To do: With both ends included, repeat exactly the lines of the entries below from the one containing "phrase -- church facade" down to the one containing "phrase -- black clock hand", and no others.
[Start of section]
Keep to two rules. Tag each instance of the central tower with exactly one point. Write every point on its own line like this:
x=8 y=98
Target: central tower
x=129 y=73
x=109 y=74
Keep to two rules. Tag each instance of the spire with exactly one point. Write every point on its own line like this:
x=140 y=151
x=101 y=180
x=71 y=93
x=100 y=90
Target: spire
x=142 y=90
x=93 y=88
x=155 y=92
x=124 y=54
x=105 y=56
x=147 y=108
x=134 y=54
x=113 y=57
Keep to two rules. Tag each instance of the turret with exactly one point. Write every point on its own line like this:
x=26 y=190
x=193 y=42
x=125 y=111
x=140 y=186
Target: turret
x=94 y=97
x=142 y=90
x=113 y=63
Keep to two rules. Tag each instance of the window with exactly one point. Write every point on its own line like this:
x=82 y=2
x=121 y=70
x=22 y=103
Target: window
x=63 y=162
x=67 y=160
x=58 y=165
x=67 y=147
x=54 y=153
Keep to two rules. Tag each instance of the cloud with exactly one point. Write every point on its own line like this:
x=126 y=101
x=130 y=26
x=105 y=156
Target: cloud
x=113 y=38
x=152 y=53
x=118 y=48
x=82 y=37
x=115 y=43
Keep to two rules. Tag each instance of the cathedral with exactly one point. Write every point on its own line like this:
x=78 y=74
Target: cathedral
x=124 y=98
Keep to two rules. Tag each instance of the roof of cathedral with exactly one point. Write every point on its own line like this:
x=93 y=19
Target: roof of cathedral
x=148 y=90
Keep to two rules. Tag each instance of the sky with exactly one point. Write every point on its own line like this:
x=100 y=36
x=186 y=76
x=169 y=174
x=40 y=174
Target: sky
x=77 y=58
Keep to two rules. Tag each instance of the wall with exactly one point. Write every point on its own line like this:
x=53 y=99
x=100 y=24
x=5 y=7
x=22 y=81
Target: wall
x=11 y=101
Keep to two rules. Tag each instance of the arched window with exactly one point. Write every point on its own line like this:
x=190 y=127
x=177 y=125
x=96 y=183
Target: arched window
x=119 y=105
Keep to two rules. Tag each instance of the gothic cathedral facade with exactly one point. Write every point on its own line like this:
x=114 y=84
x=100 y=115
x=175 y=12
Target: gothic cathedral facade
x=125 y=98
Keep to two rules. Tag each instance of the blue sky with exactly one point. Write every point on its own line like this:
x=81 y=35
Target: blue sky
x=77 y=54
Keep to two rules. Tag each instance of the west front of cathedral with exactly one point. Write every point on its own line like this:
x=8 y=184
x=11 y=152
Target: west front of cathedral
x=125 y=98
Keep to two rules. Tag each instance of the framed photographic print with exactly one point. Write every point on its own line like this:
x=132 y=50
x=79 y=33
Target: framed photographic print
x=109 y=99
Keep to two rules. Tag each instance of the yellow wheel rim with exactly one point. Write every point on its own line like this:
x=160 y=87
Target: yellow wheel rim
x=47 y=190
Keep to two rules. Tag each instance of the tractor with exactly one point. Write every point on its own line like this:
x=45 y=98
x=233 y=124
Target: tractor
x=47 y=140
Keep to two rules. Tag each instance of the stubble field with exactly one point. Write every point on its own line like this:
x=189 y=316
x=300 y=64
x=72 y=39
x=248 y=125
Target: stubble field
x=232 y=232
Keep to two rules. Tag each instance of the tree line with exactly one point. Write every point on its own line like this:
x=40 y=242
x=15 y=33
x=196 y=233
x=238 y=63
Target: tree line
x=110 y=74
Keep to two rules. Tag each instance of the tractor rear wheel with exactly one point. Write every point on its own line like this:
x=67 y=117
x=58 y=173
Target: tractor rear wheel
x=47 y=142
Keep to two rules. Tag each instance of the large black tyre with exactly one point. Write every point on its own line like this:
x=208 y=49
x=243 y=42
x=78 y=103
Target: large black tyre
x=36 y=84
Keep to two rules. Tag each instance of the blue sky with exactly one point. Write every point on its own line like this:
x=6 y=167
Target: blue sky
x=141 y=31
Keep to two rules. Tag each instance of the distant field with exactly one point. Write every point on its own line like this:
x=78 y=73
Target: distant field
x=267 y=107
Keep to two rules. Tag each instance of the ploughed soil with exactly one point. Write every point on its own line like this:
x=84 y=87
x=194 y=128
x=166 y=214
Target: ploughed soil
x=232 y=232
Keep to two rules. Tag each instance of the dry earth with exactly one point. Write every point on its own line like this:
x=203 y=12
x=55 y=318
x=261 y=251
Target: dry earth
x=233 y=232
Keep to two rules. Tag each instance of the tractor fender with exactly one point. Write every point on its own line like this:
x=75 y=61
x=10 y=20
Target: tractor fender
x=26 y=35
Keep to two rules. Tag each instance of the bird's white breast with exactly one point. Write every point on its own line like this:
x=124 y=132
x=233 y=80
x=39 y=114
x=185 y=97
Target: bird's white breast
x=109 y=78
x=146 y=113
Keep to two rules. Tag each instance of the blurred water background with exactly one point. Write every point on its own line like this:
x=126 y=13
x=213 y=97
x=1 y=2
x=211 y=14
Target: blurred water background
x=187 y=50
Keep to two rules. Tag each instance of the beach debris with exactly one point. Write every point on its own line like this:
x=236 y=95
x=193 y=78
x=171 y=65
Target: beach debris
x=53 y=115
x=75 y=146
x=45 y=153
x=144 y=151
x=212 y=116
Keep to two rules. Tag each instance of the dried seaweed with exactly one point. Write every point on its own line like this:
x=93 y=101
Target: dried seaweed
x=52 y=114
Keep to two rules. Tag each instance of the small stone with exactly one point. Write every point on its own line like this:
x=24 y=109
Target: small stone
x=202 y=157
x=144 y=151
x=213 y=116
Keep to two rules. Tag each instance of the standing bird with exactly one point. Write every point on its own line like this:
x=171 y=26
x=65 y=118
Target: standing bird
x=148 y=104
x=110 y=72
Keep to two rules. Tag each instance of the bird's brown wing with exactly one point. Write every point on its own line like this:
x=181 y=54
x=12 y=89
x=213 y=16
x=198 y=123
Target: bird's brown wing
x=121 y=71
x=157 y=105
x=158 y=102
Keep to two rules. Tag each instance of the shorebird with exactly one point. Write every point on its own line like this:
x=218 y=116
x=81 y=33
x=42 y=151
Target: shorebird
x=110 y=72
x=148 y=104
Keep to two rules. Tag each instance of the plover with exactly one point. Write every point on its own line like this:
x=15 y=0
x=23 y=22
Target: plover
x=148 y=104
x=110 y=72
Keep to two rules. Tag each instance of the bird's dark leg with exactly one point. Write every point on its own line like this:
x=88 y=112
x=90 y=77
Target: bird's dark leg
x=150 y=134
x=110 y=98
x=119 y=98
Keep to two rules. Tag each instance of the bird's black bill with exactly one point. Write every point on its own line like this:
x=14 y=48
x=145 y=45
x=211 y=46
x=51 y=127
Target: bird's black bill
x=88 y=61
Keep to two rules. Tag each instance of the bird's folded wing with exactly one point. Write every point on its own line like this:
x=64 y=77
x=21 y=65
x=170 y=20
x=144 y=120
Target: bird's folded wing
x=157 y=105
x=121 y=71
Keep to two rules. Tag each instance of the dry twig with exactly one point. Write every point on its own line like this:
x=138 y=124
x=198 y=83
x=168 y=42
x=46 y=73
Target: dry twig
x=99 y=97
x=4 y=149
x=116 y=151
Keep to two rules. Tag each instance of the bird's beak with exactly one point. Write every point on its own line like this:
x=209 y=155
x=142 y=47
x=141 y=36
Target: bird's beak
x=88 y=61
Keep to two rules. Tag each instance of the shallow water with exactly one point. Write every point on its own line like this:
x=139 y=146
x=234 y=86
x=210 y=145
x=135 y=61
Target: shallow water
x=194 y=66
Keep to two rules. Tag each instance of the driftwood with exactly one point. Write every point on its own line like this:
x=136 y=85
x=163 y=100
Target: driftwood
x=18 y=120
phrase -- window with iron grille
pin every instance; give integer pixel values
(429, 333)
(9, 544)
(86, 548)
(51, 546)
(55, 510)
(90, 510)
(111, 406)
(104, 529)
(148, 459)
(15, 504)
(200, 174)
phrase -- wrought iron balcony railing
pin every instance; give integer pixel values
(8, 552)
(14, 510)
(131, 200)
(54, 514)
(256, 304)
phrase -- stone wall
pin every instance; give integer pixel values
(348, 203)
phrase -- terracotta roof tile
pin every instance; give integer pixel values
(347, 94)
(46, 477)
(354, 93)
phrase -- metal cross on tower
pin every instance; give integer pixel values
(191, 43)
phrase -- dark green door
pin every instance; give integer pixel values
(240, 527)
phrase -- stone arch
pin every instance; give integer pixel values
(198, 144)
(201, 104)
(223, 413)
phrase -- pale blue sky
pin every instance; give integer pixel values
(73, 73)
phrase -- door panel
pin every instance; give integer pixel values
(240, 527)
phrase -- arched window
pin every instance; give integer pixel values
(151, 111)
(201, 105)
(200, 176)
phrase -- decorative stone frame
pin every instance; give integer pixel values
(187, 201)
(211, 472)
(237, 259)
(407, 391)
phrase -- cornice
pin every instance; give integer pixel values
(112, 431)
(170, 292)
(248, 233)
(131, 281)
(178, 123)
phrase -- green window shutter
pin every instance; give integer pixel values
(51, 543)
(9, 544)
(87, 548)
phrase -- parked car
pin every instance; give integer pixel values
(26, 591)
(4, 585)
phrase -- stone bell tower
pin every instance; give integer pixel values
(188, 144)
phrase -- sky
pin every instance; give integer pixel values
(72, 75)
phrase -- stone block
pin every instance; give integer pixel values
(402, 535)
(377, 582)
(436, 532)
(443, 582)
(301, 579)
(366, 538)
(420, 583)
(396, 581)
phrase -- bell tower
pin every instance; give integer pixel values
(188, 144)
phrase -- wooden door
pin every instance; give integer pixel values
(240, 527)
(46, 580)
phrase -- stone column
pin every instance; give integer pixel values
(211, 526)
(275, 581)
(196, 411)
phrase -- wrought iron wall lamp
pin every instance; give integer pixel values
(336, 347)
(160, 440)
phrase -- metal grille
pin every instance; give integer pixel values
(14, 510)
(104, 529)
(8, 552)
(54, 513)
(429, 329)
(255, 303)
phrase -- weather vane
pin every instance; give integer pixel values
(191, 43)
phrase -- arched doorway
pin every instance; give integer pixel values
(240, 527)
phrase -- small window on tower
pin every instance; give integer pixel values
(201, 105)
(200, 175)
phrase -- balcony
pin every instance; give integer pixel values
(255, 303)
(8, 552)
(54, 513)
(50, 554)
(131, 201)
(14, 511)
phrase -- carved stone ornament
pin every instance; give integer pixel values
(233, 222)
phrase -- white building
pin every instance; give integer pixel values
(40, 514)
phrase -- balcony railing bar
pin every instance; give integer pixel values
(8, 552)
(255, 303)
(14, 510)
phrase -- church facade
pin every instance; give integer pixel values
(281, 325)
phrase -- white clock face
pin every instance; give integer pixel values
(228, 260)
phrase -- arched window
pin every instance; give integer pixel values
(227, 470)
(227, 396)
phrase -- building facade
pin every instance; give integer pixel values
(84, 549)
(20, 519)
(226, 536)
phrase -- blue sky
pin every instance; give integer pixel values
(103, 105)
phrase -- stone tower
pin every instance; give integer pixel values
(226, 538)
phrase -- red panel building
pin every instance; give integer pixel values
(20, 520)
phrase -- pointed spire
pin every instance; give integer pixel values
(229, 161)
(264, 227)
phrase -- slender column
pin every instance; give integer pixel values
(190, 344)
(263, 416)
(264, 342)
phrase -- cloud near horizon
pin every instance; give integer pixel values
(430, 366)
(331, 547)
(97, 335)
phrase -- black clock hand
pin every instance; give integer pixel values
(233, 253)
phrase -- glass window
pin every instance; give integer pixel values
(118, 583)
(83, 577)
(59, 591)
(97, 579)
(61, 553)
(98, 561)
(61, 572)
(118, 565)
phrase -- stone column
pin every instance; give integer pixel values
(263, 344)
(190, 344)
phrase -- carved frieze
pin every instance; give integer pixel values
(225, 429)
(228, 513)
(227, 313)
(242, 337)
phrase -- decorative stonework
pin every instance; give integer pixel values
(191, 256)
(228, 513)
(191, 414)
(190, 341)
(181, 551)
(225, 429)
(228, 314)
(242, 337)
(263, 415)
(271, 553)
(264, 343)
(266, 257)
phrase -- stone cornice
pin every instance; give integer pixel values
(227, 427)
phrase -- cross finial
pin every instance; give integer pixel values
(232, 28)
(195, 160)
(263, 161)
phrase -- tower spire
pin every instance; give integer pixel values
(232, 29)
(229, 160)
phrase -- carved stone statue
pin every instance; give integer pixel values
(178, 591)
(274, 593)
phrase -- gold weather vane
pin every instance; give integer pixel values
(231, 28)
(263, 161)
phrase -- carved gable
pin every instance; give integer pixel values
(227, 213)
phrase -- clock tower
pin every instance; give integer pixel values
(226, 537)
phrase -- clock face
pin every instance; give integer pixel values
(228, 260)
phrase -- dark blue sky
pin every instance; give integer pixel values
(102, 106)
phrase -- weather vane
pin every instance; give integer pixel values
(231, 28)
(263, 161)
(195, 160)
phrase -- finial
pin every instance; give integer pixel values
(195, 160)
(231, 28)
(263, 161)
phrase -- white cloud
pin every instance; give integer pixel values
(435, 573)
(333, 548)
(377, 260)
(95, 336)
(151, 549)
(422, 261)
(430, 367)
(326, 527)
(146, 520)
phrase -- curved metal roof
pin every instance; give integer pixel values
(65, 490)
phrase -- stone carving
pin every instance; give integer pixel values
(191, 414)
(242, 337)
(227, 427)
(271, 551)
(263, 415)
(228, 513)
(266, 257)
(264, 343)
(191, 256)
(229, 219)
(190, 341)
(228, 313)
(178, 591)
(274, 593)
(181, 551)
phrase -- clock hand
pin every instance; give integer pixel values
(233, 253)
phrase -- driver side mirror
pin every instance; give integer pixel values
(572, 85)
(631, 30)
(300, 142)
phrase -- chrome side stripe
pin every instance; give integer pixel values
[End of section]
Answer below:
phrase -- church facade
pin every instance; give integer pixel values
(281, 325)
phrase -- white clock face
pin every instance; give integer pixel values
(228, 260)
phrase -- arched window
pin every instance; give integer pixel values
(227, 470)
(227, 396)
phrase -- building facade
pin every instance; give integer pixel values
(84, 549)
(20, 519)
(226, 536)
phrase -- blue sky
pin every instance; give integer pixel values
(103, 105)
phrase -- stone tower
pin every instance; give integer pixel values
(226, 538)
phrase -- red panel building
pin every instance; give integer pixel values
(20, 520)
phrase -- pointed spire
pin every instance; give integer pixel values
(229, 161)
(264, 227)
phrase -- slender column
pin every instance; give integer pixel values
(190, 344)
(263, 416)
(264, 342)
phrase -- cloud near horizon
pin every instance; give integer pixel values
(430, 366)
(331, 547)
(97, 335)
phrase -- black clock hand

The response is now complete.